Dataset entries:
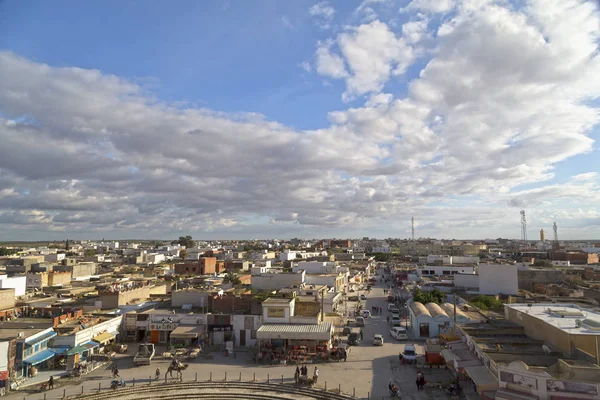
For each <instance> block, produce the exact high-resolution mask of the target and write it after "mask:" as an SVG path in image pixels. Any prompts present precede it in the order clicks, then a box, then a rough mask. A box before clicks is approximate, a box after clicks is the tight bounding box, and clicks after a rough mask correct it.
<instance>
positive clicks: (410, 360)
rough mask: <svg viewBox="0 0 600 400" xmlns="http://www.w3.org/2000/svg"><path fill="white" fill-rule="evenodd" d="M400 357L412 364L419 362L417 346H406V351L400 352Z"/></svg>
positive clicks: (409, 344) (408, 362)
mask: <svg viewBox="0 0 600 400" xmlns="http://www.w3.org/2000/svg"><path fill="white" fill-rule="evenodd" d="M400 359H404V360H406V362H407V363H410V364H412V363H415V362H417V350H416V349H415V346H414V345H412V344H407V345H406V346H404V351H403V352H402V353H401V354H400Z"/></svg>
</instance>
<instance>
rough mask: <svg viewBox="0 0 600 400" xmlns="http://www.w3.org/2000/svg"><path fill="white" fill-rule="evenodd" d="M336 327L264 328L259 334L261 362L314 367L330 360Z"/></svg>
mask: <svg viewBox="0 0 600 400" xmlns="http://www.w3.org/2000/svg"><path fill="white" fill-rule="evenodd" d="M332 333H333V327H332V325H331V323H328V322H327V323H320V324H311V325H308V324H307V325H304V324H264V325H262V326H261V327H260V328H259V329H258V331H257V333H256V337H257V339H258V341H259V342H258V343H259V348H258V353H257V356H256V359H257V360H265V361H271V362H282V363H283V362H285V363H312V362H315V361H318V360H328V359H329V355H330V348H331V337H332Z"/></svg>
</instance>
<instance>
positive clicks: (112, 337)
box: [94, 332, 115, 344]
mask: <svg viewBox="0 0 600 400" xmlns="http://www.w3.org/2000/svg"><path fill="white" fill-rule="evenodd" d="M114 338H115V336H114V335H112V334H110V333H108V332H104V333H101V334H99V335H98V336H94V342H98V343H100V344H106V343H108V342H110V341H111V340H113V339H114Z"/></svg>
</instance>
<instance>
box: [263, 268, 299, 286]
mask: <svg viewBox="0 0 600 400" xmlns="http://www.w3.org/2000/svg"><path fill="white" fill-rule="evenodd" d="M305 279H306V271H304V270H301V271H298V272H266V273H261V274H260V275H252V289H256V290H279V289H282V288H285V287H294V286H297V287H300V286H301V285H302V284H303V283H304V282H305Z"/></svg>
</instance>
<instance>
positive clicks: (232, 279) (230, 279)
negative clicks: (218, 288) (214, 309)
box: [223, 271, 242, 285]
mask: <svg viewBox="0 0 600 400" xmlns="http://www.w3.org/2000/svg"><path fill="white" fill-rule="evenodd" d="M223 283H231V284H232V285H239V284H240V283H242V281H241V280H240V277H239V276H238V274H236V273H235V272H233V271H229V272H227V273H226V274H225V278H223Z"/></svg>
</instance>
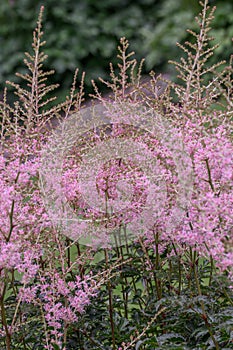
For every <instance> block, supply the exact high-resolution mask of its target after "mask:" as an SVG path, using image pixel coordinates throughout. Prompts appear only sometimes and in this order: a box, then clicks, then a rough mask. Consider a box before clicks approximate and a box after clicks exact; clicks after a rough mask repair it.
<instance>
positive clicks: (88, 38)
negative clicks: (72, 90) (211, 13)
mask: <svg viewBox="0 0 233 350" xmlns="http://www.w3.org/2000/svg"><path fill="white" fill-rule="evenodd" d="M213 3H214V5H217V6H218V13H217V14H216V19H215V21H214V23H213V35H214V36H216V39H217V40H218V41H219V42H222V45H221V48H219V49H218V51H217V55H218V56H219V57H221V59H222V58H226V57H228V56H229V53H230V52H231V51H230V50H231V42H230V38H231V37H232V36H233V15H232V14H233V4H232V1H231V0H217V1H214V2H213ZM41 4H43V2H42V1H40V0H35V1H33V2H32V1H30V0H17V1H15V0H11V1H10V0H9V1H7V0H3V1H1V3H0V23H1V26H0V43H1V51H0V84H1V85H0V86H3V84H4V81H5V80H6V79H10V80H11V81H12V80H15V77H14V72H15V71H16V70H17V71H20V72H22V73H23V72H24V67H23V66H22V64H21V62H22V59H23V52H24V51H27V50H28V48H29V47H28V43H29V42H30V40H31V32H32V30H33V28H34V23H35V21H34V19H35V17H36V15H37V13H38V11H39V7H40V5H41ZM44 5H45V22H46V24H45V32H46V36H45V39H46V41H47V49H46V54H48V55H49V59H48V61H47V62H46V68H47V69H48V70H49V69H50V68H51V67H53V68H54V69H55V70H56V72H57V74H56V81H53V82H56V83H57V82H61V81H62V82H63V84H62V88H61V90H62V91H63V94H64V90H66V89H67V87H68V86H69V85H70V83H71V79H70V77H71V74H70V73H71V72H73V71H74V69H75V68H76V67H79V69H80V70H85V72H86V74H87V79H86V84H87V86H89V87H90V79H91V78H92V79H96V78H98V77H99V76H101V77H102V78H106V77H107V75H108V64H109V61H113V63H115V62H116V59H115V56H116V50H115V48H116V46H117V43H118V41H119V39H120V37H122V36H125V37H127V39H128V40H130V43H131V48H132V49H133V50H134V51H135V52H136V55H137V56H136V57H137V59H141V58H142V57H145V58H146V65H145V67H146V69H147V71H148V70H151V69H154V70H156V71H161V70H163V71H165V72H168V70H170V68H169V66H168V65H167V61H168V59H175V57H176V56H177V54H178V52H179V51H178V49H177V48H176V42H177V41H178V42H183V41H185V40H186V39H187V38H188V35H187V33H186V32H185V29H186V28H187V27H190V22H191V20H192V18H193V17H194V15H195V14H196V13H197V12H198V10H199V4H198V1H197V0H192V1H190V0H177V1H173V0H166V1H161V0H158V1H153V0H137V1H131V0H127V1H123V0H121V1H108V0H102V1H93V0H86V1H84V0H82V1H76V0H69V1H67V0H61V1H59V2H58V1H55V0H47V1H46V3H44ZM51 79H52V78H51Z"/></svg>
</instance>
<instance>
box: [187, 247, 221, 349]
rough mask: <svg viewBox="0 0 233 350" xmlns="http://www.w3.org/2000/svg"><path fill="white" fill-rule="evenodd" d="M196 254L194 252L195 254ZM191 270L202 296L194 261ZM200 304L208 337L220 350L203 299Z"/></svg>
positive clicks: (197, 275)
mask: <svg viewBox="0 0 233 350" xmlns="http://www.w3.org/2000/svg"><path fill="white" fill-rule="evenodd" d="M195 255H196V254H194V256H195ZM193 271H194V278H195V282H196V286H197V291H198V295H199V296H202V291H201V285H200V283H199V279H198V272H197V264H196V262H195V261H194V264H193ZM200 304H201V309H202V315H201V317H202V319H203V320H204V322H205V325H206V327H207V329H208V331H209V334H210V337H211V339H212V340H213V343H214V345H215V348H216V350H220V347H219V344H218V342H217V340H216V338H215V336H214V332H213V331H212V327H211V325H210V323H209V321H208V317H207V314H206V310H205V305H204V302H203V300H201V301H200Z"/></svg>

# EXERCISE DESCRIPTION
Please set down every line of the data above precisely, dropping the images.

# YOUR SOLUTION
For each <instance> block, produce the exact high-resolution mask of the target and write it after "mask:" as an SVG path in image pixels. Any prompts present precede it in the order clicks, then a box, then a rough mask. A box before clicks is approximate, a box after clicks is the tight bounding box, and clicks after a rough mask correct it.
<instance>
positive clicks: (410, 360)
rough mask: <svg viewBox="0 0 600 400" xmlns="http://www.w3.org/2000/svg"><path fill="white" fill-rule="evenodd" d="M400 357L412 364L419 362L417 346H406V351L400 352Z"/></svg>
positive clicks: (409, 344) (408, 362)
mask: <svg viewBox="0 0 600 400" xmlns="http://www.w3.org/2000/svg"><path fill="white" fill-rule="evenodd" d="M400 359H404V360H406V362H407V363H410V364H412V363H415V362H417V350H416V349H415V346H414V345H412V344H407V345H406V346H404V351H403V352H402V353H401V354H400Z"/></svg>
</instance>
<instance>
rough mask: <svg viewBox="0 0 600 400" xmlns="http://www.w3.org/2000/svg"><path fill="white" fill-rule="evenodd" d="M336 327L264 328L259 334L261 362L314 367L330 360Z"/></svg>
mask: <svg viewBox="0 0 600 400" xmlns="http://www.w3.org/2000/svg"><path fill="white" fill-rule="evenodd" d="M332 333H333V327H332V325H331V323H328V322H327V323H320V324H311V325H308V324H307V325H304V324H264V325H262V326H261V327H260V328H259V329H258V331H257V333H256V337H257V339H258V341H259V342H258V343H259V348H258V353H257V356H256V359H257V360H265V361H271V362H282V363H283V362H285V363H312V362H315V361H318V360H328V359H329V355H330V348H331V337H332Z"/></svg>
</instance>
<instance>
positive clicks: (112, 337)
box: [94, 332, 115, 344]
mask: <svg viewBox="0 0 600 400" xmlns="http://www.w3.org/2000/svg"><path fill="white" fill-rule="evenodd" d="M114 338H115V336H114V335H112V334H110V333H108V332H104V333H101V334H99V335H98V336H94V342H98V343H100V344H106V343H108V342H110V341H111V340H113V339H114Z"/></svg>
</instance>
<instance>
box: [263, 268, 299, 286]
mask: <svg viewBox="0 0 600 400" xmlns="http://www.w3.org/2000/svg"><path fill="white" fill-rule="evenodd" d="M305 279H306V271H304V270H301V271H298V272H266V273H261V274H260V275H252V289H256V290H279V289H282V288H285V287H294V286H297V287H300V286H301V285H302V284H303V283H304V282H305Z"/></svg>
</instance>
<instance>
positive clicks: (232, 279) (230, 279)
negative clicks: (218, 288) (214, 309)
box: [223, 271, 242, 285]
mask: <svg viewBox="0 0 600 400" xmlns="http://www.w3.org/2000/svg"><path fill="white" fill-rule="evenodd" d="M223 283H231V284H232V285H239V284H240V283H242V281H241V280H240V277H239V276H238V274H236V273H235V272H233V271H229V272H227V273H226V274H225V278H223Z"/></svg>
</instance>
For every <instance> block, supply the exact high-resolution mask of its target after "mask:" as an SVG path, using image pixel coordinates throughout. Prompts appear only sometimes and in this order: a box, then clicks, then a rough mask. Consider a box before clicks approximate and a box after clicks exact; clicks after a rough mask repair it.
<instance>
positive clicks: (88, 38)
negative clicks: (72, 90) (211, 13)
mask: <svg viewBox="0 0 233 350" xmlns="http://www.w3.org/2000/svg"><path fill="white" fill-rule="evenodd" d="M213 3H214V5H217V6H218V13H217V14H216V19H215V21H214V23H213V35H214V36H216V39H217V40H218V41H219V42H222V45H221V48H219V49H218V51H217V55H218V56H219V57H221V59H222V58H226V57H228V56H229V53H230V52H231V51H230V50H231V42H230V38H231V37H232V36H233V15H232V14H233V4H232V1H231V0H217V1H214V2H213ZM41 4H43V2H42V1H40V0H35V1H33V2H32V1H30V0H17V1H15V0H11V1H10V0H9V1H7V0H3V1H1V3H0V23H1V26H0V43H1V51H0V84H1V85H0V86H3V84H4V81H5V80H6V79H10V80H11V81H12V80H15V77H14V72H15V71H16V70H17V71H20V72H22V73H23V72H24V67H23V66H22V64H21V62H22V59H23V52H24V51H27V50H28V48H29V47H28V43H29V42H30V40H31V32H32V30H33V28H34V23H35V21H34V19H35V17H36V15H37V13H38V11H39V7H40V5H41ZM44 5H45V22H46V24H45V32H46V36H45V39H46V41H47V49H46V54H48V55H49V59H48V61H47V62H46V68H47V69H48V70H49V69H50V68H51V67H53V68H54V69H55V70H56V72H57V74H56V81H53V82H56V83H57V82H61V81H62V82H63V84H62V88H61V90H62V91H63V94H64V90H66V89H67V87H68V86H69V85H70V83H71V79H70V77H71V74H70V73H71V72H73V71H74V69H75V68H76V67H79V69H80V70H85V72H86V74H87V79H86V84H87V86H89V87H90V79H91V78H92V79H96V78H98V77H99V76H101V77H102V78H106V77H107V75H108V64H109V61H113V63H115V62H116V59H115V56H116V50H115V48H116V46H117V43H118V41H119V39H120V37H122V36H125V37H127V39H128V40H130V43H131V48H132V49H133V50H134V51H135V52H136V55H137V56H136V57H137V59H141V58H142V57H145V58H146V65H145V67H146V69H147V71H148V70H151V69H154V70H156V71H161V70H163V71H165V72H168V70H170V68H169V66H168V65H167V61H168V59H175V57H176V56H177V54H178V52H179V51H178V49H177V48H176V42H177V41H178V42H183V41H185V40H186V39H187V38H188V35H187V33H186V32H185V29H186V28H187V27H190V22H191V20H192V18H193V17H194V15H195V14H196V13H197V12H198V10H199V4H198V1H197V0H192V1H190V0H177V1H173V0H166V1H161V0H158V1H153V0H137V1H131V0H127V1H123V0H121V1H108V0H102V1H93V0H86V1H84V0H82V1H76V0H69V1H67V0H61V1H59V2H58V1H55V0H47V1H46V3H44ZM51 79H52V78H51Z"/></svg>
</instance>
<instance>
box: [187, 247, 221, 349]
rough mask: <svg viewBox="0 0 233 350" xmlns="http://www.w3.org/2000/svg"><path fill="white" fill-rule="evenodd" d="M196 254L194 252L195 254ZM191 270L202 296L194 261ZM200 304L208 337L220 350L203 299Z"/></svg>
positive clicks: (197, 275)
mask: <svg viewBox="0 0 233 350" xmlns="http://www.w3.org/2000/svg"><path fill="white" fill-rule="evenodd" d="M195 255H196V254H194V256H195ZM193 271H194V278H195V282H196V286H197V291H198V295H199V296H202V291H201V285H200V283H199V279H198V272H197V264H196V262H195V261H194V264H193ZM200 304H201V309H202V315H201V317H202V319H203V320H204V322H205V325H206V327H207V329H208V331H209V334H210V337H211V339H212V340H213V343H214V345H215V348H216V350H220V347H219V344H218V342H217V340H216V338H215V336H214V332H213V331H212V327H211V325H210V323H209V321H208V317H207V314H206V310H205V305H204V302H203V300H201V301H200Z"/></svg>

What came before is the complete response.